Data for analysis: Begin
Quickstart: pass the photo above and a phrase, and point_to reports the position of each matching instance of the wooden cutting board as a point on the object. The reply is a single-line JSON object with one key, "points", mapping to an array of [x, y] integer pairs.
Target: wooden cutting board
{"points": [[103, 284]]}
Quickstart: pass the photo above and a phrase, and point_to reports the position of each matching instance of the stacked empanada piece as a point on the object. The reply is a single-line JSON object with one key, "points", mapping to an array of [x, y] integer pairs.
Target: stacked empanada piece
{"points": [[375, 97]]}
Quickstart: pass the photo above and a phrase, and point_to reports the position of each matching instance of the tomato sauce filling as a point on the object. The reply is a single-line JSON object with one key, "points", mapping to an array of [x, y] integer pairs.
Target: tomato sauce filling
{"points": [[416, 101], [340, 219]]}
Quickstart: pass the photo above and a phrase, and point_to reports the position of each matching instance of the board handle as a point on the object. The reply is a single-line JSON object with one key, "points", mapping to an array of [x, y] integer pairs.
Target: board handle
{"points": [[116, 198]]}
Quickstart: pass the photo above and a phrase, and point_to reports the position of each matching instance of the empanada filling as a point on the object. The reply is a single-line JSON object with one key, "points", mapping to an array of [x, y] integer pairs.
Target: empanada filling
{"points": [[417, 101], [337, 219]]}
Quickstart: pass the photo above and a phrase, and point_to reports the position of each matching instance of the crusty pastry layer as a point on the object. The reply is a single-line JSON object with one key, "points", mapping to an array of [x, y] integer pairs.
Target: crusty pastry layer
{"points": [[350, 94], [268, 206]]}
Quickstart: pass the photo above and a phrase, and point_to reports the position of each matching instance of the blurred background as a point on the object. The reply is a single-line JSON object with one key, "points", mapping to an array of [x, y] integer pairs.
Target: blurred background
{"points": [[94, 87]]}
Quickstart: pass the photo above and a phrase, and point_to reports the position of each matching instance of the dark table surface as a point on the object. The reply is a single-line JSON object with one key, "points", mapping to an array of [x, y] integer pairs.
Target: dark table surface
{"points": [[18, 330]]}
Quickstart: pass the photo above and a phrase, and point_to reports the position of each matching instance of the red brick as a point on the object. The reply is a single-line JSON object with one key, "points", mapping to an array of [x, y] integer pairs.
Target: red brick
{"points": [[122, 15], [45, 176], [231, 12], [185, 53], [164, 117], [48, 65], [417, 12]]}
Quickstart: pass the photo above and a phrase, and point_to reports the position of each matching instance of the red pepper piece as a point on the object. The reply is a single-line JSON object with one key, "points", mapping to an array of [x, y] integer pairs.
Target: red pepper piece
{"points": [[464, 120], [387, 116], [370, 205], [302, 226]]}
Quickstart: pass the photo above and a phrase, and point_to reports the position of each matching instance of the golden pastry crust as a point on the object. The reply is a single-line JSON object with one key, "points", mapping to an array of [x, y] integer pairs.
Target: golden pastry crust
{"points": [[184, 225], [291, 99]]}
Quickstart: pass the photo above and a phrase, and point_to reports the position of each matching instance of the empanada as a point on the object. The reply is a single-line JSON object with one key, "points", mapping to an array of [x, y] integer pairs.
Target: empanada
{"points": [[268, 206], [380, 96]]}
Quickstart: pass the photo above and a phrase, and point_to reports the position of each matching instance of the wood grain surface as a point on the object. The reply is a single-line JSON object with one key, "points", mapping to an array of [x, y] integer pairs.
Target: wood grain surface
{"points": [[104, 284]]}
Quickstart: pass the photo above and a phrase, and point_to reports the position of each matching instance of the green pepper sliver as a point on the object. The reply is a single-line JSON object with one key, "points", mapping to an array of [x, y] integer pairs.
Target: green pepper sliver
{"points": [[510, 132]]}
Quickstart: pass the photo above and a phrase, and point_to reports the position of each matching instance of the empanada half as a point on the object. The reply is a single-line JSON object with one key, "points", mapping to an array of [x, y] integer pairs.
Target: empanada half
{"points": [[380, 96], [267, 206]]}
Data for analysis: End
What the exercise asks:
Every entry is to be retyped word for word.

Task response:
Quickstart: pass the photo above and a phrase, and point_to reports the position of each matching instance of the wooden cutting board as a point on the object. The reply is a single-line JSON object with one key, "points", mapping to an array of [x, y] integer pairs.
Target: wooden cutting board
{"points": [[103, 284]]}
Quickstart: pass the photo above and a phrase, and point_to reports the position of each matching instance of the stacked empanada piece as a point on the object. The reply is a single-line JSON object with one key, "points", mapping to an array of [x, y] integer pairs.
Target: stacked empanada piece
{"points": [[375, 97]]}
Quickstart: pass the photo above and a phrase, and point_to reports the position of each matching instance of the tomato sauce filling as a point on the object. The reply is a single-line JSON object with one key, "points", mapping to an array of [x, y] integer pairs.
Target: tomato sauce filling
{"points": [[416, 101], [340, 219]]}
Quickstart: pass the photo above and a phrase, and point_to reports the position of each matching instance of the board handle as a point on the object. The reply is a single-line JSON object with one key, "points", mapping to an array of [x, y] integer pairs.
Target: board handle
{"points": [[116, 198]]}
Quickstart: pass the photo above and a phrase, and point_to reports the position of each matching instance of the empanada filling as a point on the object. The reply is a single-line JSON object with one key, "points", mapping to an array of [x, y] integer pairs.
Target: empanada filling
{"points": [[417, 101], [337, 219]]}
Quickstart: pass the photo above and a phrase, and point_to reports the position of each matching instance of the crusty pastry layer as a point on the object. The reply is a single-line JSON object with one key, "points", mapping to an array of [x, y] integer pairs.
Target: crusty pastry layer
{"points": [[350, 94], [268, 206]]}
Quickstart: pass the photo above and a phrase, and point_to reports the position of each matching instance of the blurred background as a point on the object. The reply is a single-line JSON object with one key, "points", mapping to an array of [x, y] integer pairs.
Target: blurred background
{"points": [[94, 87]]}
Quickstart: pass the photo above and a phrase, and point_to reports the position of each matching instance of the dark table surface as a point on the object. The reply is a single-line JSON object with one key, "points", mapping to an array of [x, y] integer pairs.
Target: dark table surface
{"points": [[18, 330]]}
Quickstart: pass the photo above and a phrase, and point_to reports the position of each matching instance of the red brick as a point on the object. The reply is a single-line JSON object with one key, "points", mapping to an array of [x, y] integer pairs.
Target: red brick
{"points": [[122, 15], [45, 176], [231, 12], [185, 53], [164, 117], [48, 65], [417, 12]]}
Quickstart: pass the photo above and a phrase, and point_to reports the position of each matching instance of the red pepper piece as a point on the object. The reply is a single-line JSON object with one key, "points", mapping to an array of [x, y] integer pairs.
Target: red pepper piece
{"points": [[464, 120], [387, 116], [370, 205], [302, 226]]}
Quickstart: pass the photo above and a phrase, and point_to reports the position of each matching instance of the golden pastry crust as a point on the object. The reply is a single-line JSON object with one key, "points", mapping to an array of [x, y] integer pairs.
Target: golden pastry crust
{"points": [[184, 225], [291, 99]]}
Quickstart: pass the photo above and a phrase, and point_to reports the position of each matching instance of the empanada as a point on the object. The reply is a single-line JSON object with one key, "points", mapping to an array of [x, y] integer pairs.
Target: empanada
{"points": [[268, 206], [380, 96]]}
Quickstart: pass the photo above and a phrase, and point_to reports the position of each matching instance of the wood grain surface as a point on the object. The reply is a single-line JSON object with one key, "points", mapping to an array of [x, y] integer pairs.
Target: wood grain surface
{"points": [[104, 284]]}
Quickstart: pass the photo above and a phrase, and point_to reports the position of each matching instance of the green pepper sliver as a point on the object. The reply is a single-line JSON object with one key, "points", mapping to an array of [x, y] integer pairs.
Target: green pepper sliver
{"points": [[510, 132]]}
Quickstart: pass the photo above and a phrase, and point_to reports the position of each matching instance of the empanada half as a point on the object. The reply is a single-line JSON object with one key, "points", mapping to an array of [x, y] integer pairs.
Target: empanada half
{"points": [[380, 96], [267, 206]]}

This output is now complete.